_Passage_.
=-=-=

The agenda is here, such as it is. This is a pretty loose outline of things we'd like to make some progress on, but one of the big things is to figure out exactly what the group does. Between several different recently formed groups, there are people trying to do work on sexual harassment, diversity, non-TT faculty, etc. With any luck, several meetings in Boston will help people figure out who actually does what: https://docs.google.com/document/d/1NPCSzXwkG-Gg3jLz3V9HZ5HY-P7csv3zJVU7shkTf9A/edit
Please do email me though with thoughts about hiring practices (and other things) -- I feel like there could very easily be an Eidolon-hosted discussion about some easy fixes to make job market anxiety less terrible.
Re: the footrace analogy. I think the point was in reference to an earlier comment, that said that all factors besides "merit" should be ignored, and the footrace poster was saying that "merit" is not an objective criterion. Obviously no one should be hired solely because they are a woman, or Black, or whatever. The point was about whether you can really evaluate people based on "merit" without acknowledging that not everyone has equal access to merit-based activities (for a variety of reasons).
I, in all honesty, believe the SCS should start a support group for senior faculty. There seems to be a point when a good number jump the shark and do crazy shit that burns their position or worse. It seems significantly higher than the academic norm considering how relatively few positions exist compared to larger departments. Please, for the love of humanity and the Humanities, let's make it stop...
What a sad state of affairs when underemployed recent grads who can barely rub two nickels together are trying to get help for overemployed seniors. I suppose the dynamic makes sense since they're our parents' age at this point. If you still don't use email like my dad, it might be time to call it a career...
@6:36, when you quote Quinn's second solution, I whole-heartedly support this approach in certain scenarios but I would caution that it must be a two-way street. An uber-specialized Egyptologist or Assyriologist with no clue about the classical world will not do. This has happened in the past and they invariably end up becoming marginalized to the chagrin of all. It's labeled as a failed experiment and never revisited.
My New Year’s resolution: get the hell out of academe! Can’t wait to convert the capital of a vast teaching experience, monograph, edited volume, 5 languages, and prestigious postdoc into some serious money :) It didn’t convert into a T-T job, while I watched internal candidates, spouses and yet more spouses beat me for jobs. Training and Development executive/junior management positions are going to fall into my lap... Well, that’s the plan anyway. Farewell, my lovelies. Best of luck with it all, but know when to cut your losses.
@12/31 3:27 So what are the early murmurs about Penn? Let's hope that they (and Brown and Albany, if they are still out there?) had the good sense not to reject people over the holidays. Two years ago I got a rejection on Christmas day! Bah humbug, indeed.

=-=-=

Records for identifying positions:
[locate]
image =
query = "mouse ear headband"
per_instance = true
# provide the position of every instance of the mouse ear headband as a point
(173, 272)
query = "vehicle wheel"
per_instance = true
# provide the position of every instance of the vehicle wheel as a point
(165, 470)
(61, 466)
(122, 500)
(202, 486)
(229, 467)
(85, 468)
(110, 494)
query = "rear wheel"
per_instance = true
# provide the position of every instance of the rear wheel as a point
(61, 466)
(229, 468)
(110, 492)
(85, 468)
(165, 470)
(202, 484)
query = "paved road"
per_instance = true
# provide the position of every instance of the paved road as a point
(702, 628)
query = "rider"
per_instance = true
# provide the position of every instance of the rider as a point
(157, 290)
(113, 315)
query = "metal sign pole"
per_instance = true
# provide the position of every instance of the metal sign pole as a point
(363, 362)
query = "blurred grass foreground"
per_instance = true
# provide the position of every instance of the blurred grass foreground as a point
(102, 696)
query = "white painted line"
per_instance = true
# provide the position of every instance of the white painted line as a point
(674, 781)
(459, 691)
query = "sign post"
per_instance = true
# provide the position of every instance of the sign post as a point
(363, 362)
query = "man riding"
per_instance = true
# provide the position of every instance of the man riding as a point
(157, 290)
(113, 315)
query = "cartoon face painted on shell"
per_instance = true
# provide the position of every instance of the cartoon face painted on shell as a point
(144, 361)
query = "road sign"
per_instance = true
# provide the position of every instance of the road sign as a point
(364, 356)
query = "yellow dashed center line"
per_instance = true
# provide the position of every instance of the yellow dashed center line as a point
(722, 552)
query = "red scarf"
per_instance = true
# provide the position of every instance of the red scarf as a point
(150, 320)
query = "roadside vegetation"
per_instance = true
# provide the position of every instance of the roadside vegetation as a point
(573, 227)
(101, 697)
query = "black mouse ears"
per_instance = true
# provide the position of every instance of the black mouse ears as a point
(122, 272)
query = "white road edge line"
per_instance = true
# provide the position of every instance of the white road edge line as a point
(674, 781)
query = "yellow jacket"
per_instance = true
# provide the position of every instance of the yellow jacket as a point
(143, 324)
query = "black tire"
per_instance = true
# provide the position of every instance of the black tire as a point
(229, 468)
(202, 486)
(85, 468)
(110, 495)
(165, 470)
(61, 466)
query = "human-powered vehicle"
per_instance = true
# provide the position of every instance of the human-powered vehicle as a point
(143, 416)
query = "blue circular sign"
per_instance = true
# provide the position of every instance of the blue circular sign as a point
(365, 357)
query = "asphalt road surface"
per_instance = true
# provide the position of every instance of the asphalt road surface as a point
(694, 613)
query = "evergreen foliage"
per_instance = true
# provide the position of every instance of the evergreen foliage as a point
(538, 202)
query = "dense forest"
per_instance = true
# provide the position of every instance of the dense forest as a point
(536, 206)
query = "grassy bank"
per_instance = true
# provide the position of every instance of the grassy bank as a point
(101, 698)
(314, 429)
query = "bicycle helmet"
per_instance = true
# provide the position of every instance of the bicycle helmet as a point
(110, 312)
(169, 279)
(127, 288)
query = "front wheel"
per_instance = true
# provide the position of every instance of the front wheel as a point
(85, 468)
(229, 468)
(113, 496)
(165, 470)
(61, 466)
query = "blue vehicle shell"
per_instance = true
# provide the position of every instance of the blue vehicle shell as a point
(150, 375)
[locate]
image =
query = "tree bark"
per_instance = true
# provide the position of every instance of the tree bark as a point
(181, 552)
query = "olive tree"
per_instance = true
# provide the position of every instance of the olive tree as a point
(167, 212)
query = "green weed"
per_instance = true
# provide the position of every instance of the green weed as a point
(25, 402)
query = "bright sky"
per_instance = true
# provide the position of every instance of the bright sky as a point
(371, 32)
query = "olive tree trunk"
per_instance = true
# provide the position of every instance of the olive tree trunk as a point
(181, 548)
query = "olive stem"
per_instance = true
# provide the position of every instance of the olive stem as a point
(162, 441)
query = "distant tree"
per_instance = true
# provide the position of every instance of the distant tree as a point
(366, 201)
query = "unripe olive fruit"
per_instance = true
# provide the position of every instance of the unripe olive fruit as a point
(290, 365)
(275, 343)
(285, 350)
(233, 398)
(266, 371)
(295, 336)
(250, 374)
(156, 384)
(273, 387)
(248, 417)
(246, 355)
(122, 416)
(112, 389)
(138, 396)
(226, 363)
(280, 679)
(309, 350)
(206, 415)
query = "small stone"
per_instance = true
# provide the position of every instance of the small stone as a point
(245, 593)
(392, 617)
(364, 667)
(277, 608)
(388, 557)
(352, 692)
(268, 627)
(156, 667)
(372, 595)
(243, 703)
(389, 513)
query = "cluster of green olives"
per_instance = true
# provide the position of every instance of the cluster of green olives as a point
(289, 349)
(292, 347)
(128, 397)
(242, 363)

=-=-=

_Your tasks_.
[a] In the job-market comments, on what day did one commenter get a rejection two years ago?
[b] From the job-market comments, list the qualifications that the person leaving academe hopes to turn into serious money.
[c] Write out the stretch of the job-market comments from "My New Year’s" through "Bah humbug, indeed.".

_Solutions_.
[a] Christmas Day.

[b] A vast teaching experience, a monograph, an edited volume, 5 languages, and a prestigious postdoc.

[c]
My New Year’s resolution: get the hell out of academe! Can’t wait to convert the capital of a vast teaching experience, monograph, edited volume, 5 languages, and prestigious postdoc into some serious money :) It didn’t convert into a T-T job, while I watched internal candidates, spouses and yet more spouses beat me for jobs. Training and Development executive/junior management positions are going to fall into my lap... Well, that’s the plan anyway. Farewell, my lovelies. Best of luck with it all, but know when to cut your losses.
@12/31 3:27 So what are the early murmurs about Penn? Let's hope that they (and Brown and Albany, if they are still out there?) had the good sense not to reject people over the holidays. Two years ago I got a rejection on Christmas day! Bah humbug, indeed.